◆ Records ◆

● ● ● ● ●

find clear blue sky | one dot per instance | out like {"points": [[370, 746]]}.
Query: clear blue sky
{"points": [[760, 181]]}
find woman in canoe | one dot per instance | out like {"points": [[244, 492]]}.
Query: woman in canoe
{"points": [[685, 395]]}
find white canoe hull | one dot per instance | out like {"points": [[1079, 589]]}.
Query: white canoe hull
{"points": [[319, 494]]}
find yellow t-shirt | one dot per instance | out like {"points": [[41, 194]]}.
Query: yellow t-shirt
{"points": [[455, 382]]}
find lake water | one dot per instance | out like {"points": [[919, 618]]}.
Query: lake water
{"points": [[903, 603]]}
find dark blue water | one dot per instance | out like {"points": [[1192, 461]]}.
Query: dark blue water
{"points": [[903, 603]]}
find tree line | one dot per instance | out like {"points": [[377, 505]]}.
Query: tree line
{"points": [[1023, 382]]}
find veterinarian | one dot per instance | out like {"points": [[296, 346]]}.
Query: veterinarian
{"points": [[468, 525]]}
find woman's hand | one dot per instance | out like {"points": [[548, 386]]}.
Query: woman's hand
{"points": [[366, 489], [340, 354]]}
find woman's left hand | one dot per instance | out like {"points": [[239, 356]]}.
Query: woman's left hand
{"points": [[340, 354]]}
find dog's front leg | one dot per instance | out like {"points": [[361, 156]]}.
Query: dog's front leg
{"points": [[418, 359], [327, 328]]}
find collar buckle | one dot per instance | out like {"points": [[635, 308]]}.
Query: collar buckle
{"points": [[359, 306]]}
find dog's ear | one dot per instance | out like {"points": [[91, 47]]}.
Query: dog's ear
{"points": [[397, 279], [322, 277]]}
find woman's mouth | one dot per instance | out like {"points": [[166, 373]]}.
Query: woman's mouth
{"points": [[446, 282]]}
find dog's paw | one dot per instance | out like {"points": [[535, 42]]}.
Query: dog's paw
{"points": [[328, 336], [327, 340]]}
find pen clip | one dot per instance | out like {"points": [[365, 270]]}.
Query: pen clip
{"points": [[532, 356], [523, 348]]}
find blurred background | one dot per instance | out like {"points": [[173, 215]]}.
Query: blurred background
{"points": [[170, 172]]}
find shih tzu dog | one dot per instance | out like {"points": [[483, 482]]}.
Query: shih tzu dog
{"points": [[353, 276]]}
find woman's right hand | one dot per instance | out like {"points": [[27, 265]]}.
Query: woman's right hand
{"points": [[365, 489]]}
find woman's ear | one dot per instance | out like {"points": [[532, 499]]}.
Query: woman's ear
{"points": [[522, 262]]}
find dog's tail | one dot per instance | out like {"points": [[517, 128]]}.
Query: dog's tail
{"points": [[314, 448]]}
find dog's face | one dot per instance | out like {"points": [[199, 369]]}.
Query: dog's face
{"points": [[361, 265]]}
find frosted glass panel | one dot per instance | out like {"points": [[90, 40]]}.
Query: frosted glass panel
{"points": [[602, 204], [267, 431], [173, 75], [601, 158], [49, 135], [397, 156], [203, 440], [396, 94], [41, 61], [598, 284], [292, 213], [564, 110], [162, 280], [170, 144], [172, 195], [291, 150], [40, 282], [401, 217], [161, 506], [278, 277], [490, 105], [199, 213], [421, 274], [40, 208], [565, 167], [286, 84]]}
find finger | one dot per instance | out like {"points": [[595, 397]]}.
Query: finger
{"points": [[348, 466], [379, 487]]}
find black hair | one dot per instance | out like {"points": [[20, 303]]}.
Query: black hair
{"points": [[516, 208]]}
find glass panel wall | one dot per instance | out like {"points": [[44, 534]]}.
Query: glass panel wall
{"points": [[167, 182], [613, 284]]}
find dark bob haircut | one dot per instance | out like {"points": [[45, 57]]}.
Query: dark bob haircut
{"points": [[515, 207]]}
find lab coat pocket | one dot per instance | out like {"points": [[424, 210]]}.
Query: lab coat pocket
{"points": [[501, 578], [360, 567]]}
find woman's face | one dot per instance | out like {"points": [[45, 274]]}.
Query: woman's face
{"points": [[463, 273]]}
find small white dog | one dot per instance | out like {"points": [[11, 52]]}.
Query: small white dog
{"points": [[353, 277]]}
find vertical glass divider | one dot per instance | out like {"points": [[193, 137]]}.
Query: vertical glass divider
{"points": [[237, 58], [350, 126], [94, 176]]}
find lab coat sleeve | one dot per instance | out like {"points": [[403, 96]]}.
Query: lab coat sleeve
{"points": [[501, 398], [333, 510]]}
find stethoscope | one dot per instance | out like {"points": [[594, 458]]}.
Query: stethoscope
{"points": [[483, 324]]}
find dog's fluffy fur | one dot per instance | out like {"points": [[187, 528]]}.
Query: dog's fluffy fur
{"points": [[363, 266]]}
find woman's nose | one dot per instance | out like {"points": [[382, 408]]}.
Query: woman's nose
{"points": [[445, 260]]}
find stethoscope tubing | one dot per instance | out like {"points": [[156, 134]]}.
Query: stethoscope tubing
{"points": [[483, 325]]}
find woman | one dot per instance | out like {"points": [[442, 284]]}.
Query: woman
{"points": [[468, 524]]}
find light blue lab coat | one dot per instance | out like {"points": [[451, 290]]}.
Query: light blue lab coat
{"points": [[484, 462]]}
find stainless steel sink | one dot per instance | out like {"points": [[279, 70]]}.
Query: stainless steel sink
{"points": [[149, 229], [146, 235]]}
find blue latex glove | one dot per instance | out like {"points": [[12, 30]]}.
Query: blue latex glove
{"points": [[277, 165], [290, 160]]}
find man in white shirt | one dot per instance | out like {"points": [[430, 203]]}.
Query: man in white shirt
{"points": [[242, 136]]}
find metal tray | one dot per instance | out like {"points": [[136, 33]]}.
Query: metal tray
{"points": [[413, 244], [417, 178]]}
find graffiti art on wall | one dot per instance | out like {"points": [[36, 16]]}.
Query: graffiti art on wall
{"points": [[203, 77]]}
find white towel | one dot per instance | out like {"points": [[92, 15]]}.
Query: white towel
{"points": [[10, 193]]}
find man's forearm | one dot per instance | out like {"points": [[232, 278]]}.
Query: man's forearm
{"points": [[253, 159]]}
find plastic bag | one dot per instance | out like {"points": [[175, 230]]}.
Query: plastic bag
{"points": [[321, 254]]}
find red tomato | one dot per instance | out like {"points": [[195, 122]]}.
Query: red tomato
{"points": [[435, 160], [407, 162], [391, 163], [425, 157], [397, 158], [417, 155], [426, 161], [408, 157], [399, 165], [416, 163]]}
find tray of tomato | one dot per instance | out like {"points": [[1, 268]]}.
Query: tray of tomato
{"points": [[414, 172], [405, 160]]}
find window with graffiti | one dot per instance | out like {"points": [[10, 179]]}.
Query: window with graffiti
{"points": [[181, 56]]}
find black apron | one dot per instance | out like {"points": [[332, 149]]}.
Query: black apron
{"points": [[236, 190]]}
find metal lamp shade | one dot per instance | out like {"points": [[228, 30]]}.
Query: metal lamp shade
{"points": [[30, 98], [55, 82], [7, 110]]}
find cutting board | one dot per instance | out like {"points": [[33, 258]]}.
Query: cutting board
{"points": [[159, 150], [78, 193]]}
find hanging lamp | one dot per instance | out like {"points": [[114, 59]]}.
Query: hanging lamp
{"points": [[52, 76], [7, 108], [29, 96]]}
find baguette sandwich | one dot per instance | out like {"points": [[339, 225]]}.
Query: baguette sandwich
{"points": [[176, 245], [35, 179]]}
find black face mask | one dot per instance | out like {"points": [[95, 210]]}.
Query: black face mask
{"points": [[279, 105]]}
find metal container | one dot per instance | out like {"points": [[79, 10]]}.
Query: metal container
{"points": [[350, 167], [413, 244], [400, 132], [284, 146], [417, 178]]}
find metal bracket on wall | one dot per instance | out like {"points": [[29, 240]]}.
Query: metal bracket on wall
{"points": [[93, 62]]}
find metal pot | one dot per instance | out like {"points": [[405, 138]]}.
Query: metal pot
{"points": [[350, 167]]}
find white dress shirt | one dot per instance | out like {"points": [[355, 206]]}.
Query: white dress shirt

● ● ● ● ●

◆ Required work ◆
Output the lines of the entries as a numbered list, leaving out blank lines, from the line containing "find black face" through the last line of the entries, inclusive.

◆ Solution to the exercise ◆
1. find black face mask | one dot per instance | out like {"points": [[95, 210]]}.
2. Query: black face mask
3. {"points": [[279, 105]]}
4. find metal container | one dot per instance | out like {"points": [[79, 10]]}.
5. Query: metal container
6. {"points": [[350, 167], [413, 244], [400, 132], [284, 146], [417, 178]]}
7. find metal bracket on wall | one dot per instance | out like {"points": [[29, 240]]}.
8. Query: metal bracket on wall
9. {"points": [[93, 62]]}
10. find metal pot | one dot per instance | out like {"points": [[405, 138]]}.
11. Query: metal pot
12. {"points": [[350, 167]]}
13. find white dress shirt | one dot per instance | out like {"points": [[355, 206]]}.
14. Query: white dress shirt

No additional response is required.